ARBEITSAUFTRAG.
Gib nur die Zeilen der Einträge erneut wieder, beginnend mit der Zeile, die „Locate the dog's head“ enthält, und endend mit der Zeile, die „[236,100,311,120]“ enthält, jeweils einschließlich der Aufforderungen. Multipliziere dabei jede Koordinate der Begrenzungsrahmen in den Ausgaben mit 1,75 und runde auf ganze Zahlen, wobei Werte mit ,5 aufgerundet werden.

##########

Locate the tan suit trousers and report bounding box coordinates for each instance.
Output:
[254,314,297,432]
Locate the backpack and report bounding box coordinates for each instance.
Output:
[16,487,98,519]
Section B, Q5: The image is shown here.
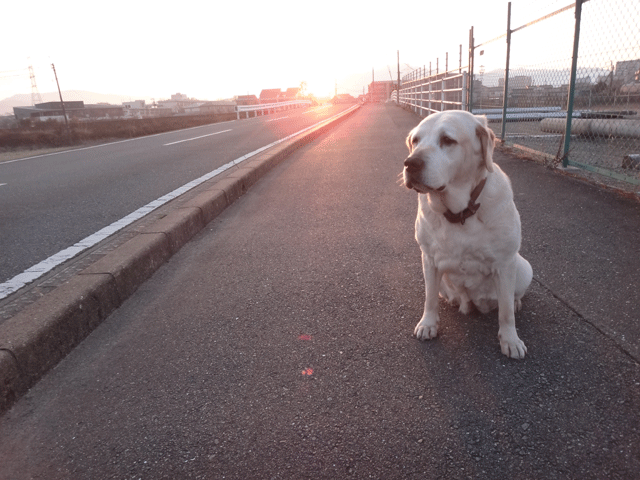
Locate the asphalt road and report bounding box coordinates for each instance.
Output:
[0,105,640,480]
[0,105,346,284]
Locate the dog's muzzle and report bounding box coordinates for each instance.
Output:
[404,157,444,193]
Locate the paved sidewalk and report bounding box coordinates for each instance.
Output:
[0,105,640,479]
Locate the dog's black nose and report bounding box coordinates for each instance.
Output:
[404,157,424,172]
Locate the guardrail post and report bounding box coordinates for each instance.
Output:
[562,0,583,168]
[500,2,511,143]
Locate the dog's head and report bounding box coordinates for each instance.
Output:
[403,110,495,193]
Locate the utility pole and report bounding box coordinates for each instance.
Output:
[396,50,400,104]
[29,65,42,105]
[51,63,69,131]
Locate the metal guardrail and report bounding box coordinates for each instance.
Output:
[399,68,469,117]
[236,100,311,120]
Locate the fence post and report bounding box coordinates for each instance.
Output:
[562,0,583,168]
[500,2,511,143]
[469,27,475,112]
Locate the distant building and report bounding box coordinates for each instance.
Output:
[613,59,640,85]
[284,88,300,102]
[158,93,199,113]
[236,95,260,105]
[184,100,236,115]
[13,101,125,122]
[260,88,284,104]
[369,80,396,102]
[498,75,533,88]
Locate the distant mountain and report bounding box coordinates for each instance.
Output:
[0,90,151,115]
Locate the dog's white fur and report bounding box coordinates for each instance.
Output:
[403,110,533,358]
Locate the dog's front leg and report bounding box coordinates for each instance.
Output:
[413,252,442,340]
[494,261,527,358]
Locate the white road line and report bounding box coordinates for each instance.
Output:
[0,120,237,166]
[163,129,231,147]
[0,107,355,300]
[267,115,289,122]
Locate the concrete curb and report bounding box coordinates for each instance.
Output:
[0,104,358,413]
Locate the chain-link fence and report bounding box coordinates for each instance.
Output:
[401,0,640,185]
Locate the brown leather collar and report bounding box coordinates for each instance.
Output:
[444,177,487,225]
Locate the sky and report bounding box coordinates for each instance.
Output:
[0,0,637,100]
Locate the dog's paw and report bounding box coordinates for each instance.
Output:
[513,299,522,313]
[498,329,527,359]
[458,300,474,315]
[413,318,438,340]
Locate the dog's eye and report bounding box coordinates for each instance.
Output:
[440,135,458,147]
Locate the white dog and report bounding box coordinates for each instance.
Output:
[403,110,533,358]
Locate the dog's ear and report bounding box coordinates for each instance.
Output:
[476,117,496,172]
[407,127,418,153]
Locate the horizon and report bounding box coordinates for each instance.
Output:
[0,0,632,107]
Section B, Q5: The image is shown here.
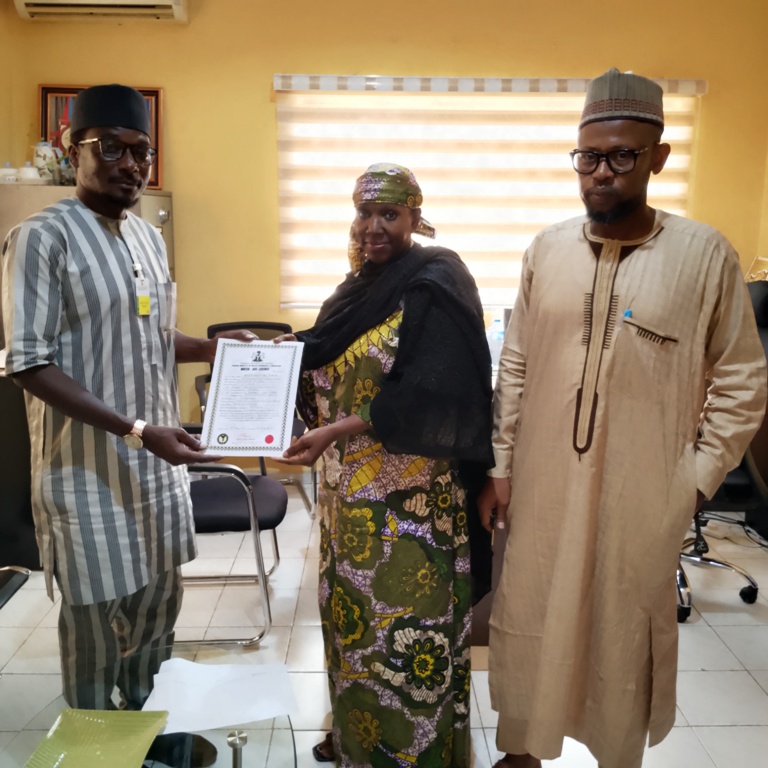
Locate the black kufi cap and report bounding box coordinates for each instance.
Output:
[70,84,151,136]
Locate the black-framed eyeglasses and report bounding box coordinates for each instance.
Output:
[570,147,650,174]
[77,136,157,165]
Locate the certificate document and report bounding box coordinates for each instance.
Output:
[201,339,304,457]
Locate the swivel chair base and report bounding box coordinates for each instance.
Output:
[677,532,758,624]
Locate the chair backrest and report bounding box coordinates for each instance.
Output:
[208,320,293,339]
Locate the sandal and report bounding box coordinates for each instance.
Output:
[312,733,336,763]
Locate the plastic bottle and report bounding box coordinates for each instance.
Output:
[485,317,504,368]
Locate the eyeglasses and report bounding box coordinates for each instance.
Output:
[570,147,650,175]
[78,136,157,165]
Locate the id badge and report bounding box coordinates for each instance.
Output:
[136,277,150,317]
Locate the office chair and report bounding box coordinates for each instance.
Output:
[175,464,288,647]
[198,320,317,515]
[677,280,768,623]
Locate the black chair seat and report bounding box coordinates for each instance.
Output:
[190,474,288,533]
[0,565,29,608]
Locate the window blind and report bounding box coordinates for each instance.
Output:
[275,75,706,308]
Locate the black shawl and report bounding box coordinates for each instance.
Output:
[296,245,493,601]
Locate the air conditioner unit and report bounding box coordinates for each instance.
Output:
[13,0,188,22]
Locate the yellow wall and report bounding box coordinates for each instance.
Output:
[0,0,768,417]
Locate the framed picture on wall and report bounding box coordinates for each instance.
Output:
[39,85,163,189]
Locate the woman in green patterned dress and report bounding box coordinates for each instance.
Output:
[285,163,491,768]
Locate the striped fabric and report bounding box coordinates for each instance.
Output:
[274,75,706,308]
[2,198,195,605]
[59,568,184,709]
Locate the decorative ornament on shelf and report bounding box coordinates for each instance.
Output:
[744,256,768,283]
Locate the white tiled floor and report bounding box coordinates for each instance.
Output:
[0,496,768,768]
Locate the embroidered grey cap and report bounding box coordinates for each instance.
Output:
[579,67,664,128]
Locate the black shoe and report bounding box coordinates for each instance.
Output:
[144,733,217,768]
[312,733,336,763]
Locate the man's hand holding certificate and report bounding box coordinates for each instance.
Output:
[202,339,304,458]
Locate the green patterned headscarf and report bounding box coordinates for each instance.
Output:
[349,163,435,271]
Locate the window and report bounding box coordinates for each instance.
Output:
[274,75,706,308]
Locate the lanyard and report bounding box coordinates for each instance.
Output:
[131,256,150,317]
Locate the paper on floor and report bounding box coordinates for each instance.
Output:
[143,659,298,733]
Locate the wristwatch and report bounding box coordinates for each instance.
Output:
[123,419,147,450]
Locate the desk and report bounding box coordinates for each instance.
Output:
[0,375,40,569]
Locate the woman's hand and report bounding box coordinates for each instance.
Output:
[278,425,337,467]
[477,477,512,532]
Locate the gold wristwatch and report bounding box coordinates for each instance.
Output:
[123,419,147,449]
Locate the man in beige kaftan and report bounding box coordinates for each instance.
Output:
[481,70,766,768]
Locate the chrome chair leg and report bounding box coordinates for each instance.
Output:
[174,465,277,648]
[680,552,758,604]
[676,561,692,624]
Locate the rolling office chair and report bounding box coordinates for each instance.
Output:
[677,280,768,623]
[175,464,288,647]
[195,320,317,515]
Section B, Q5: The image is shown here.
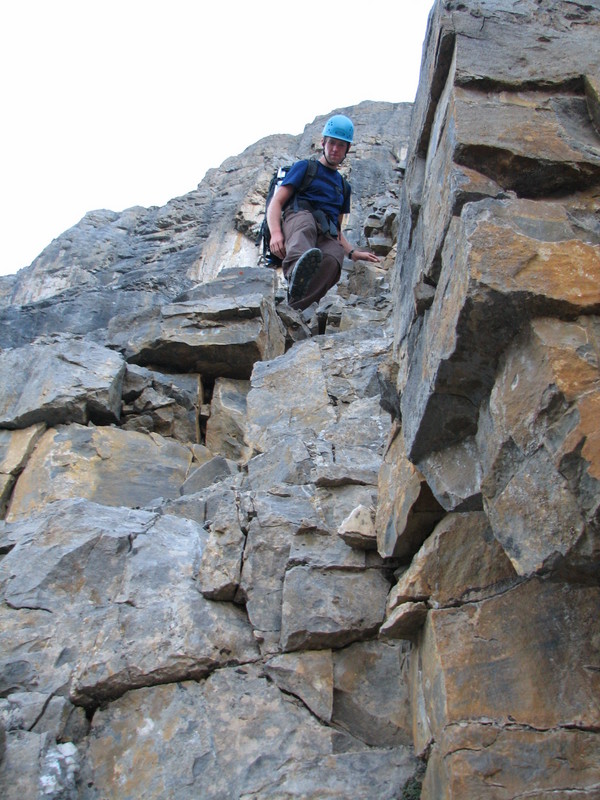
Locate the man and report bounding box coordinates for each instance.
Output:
[267,114,379,311]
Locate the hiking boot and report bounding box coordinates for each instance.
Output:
[288,247,323,303]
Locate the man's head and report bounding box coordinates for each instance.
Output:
[321,114,354,166]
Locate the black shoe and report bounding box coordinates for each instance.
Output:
[288,247,323,303]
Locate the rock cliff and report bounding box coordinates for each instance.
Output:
[0,0,600,800]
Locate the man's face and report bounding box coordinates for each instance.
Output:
[323,136,350,164]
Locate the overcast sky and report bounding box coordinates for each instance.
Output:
[0,0,433,275]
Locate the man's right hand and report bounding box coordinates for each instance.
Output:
[269,232,285,259]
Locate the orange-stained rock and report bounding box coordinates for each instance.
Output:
[421,723,600,800]
[420,579,600,741]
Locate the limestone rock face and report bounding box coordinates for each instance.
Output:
[0,0,600,800]
[384,0,600,800]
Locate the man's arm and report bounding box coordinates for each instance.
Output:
[267,185,295,258]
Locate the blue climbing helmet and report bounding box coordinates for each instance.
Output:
[323,114,354,144]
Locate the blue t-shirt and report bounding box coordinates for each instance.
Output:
[281,160,350,223]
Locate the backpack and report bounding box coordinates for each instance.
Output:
[256,158,350,269]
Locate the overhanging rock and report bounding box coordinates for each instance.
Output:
[108,268,285,379]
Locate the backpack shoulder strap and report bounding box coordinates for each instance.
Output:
[340,175,352,211]
[297,158,319,194]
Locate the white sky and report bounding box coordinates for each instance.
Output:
[0,0,433,275]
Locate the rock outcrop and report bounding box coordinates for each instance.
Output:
[0,0,600,800]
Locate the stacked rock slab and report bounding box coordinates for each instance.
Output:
[377,0,600,800]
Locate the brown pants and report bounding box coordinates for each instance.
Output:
[283,211,344,311]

##########

LÖSUNG.
Locate the dog's head and report bounding box coordinates for each instance.
Output:
[705,193,866,338]
Locate the utility pole and report bounding box coordinates for each instance.
Output:
[693,88,700,182]
[51,114,74,184]
[89,110,121,229]
Locate the metal guardrail and report bounding box coordinates for each instance.
Output:
[698,119,821,205]
[413,175,544,210]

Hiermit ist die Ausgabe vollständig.